Region pointing data:
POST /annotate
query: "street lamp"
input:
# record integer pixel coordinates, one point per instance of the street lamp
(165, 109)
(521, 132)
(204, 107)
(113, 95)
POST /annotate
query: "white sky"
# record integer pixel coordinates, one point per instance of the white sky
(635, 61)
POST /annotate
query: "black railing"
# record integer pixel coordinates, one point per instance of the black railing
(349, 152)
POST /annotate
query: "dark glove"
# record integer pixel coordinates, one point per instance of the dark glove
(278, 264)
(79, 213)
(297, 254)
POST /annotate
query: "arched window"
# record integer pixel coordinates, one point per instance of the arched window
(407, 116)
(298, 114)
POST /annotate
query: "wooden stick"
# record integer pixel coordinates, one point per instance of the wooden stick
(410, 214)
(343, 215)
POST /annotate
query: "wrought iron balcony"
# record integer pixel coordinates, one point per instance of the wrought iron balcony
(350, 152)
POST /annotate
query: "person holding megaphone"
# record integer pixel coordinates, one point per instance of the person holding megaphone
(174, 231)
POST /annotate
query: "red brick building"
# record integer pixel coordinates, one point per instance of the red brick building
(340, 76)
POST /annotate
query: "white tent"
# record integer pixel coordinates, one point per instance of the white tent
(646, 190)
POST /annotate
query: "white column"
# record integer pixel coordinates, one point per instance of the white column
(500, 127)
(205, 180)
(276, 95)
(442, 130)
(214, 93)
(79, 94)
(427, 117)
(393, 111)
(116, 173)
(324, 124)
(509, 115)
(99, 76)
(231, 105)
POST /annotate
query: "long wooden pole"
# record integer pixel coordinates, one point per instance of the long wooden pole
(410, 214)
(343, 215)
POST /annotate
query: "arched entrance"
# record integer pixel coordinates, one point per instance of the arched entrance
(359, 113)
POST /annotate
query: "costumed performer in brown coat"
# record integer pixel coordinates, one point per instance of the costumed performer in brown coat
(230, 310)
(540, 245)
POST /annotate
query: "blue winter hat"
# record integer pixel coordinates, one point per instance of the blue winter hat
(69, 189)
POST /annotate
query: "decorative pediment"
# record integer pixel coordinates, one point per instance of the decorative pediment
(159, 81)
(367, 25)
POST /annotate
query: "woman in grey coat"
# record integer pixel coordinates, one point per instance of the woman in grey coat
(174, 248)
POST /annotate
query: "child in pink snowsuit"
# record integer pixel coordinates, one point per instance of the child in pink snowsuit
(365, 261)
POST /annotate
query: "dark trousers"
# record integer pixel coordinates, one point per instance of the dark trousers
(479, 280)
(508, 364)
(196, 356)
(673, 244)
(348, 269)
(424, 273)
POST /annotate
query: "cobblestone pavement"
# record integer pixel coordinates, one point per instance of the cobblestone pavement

▶ [EXERCISE]: Produce an exact copy of the entries above.

▶ [ANSWER]:
POST /annotate
query: "street lamp"
input:
# record integer pixel coordinates, one point per instance of the street lamp
(165, 109)
(521, 132)
(204, 107)
(113, 95)
POST /annotate
query: "white sky"
# record integer pixel coordinates, one point per instance of the white sky
(635, 61)
POST /annotate
query: "black railing"
# record integer pixel coordinates, one point per instance of the black railing
(349, 152)
POST /annotate
query: "dark glove"
# record integer pixel coordinates, one point per instance of the dark glove
(278, 264)
(79, 213)
(297, 254)
POST /annotate
query: "arched window"
# record integer pixel coordinates, one point per instance of the arched window
(407, 116)
(298, 114)
POST /annotate
query: "wooden stick"
# record integer pixel coordinates, one point per instance of the wooden stick
(410, 214)
(343, 215)
POST /annotate
query: "wrought iron balcony"
# record integer pixel coordinates, one point per instance of the wrought iron balcony
(350, 152)
POST /annotate
query: "person holding megaphone"
# record integer pixel coordinates, one point per instance of the person holding megaphone
(174, 231)
POST /annotate
query: "red brick building"
# record integer pixel coordinates, one point per instance of the red brick building
(340, 76)
POST /annotate
query: "white tent"
# record integer pixel coordinates, one point per instance of the white tent
(646, 190)
POST /annotate
query: "white column"
# record integer pixel coordinates, one point per instance of the white column
(500, 127)
(205, 180)
(276, 95)
(442, 130)
(214, 93)
(79, 94)
(427, 117)
(393, 111)
(116, 173)
(324, 124)
(509, 115)
(99, 76)
(231, 105)
POST /annotate
query: "long wooden pole"
# record integer pixel coordinates, one point per instance of the long wooden pole
(410, 214)
(343, 215)
POST /annotate
query: "arched entrance"
# record integer pixel coordinates, one point per instance of the arched entrance
(359, 113)
POST /annotate
query: "costumed performer in brown coat"
# record integer pixel coordinates, one point per instance of the costumed performer in brown coat
(230, 310)
(540, 245)
POST /annotate
query: "blue winter hat"
# record integer pixel coordinates, one point per instance of the blue winter hat
(69, 189)
POST /annotate
query: "decorative pediment"
# record integer pixel coordinates, one point per instance of the decorative pediment
(159, 81)
(367, 25)
POST /annotate
query: "woman in grey coat"
# record integer pixel coordinates, one point per instance of the woman in grey coat
(174, 248)
POST /annotate
query: "child in pink snowsuit"
# record integer pixel coordinates, one point per instance of the child in pink snowsuit
(365, 261)
POST /annotate
query: "dark trousers"
# record integer pixel coordinates, one point per instance of the dark trousers
(479, 280)
(508, 364)
(196, 356)
(673, 244)
(348, 269)
(424, 273)
POST /annotate
query: "cobblestone pavement"
# record integer pixel coordinates, one point per instance of the cobblestone pavement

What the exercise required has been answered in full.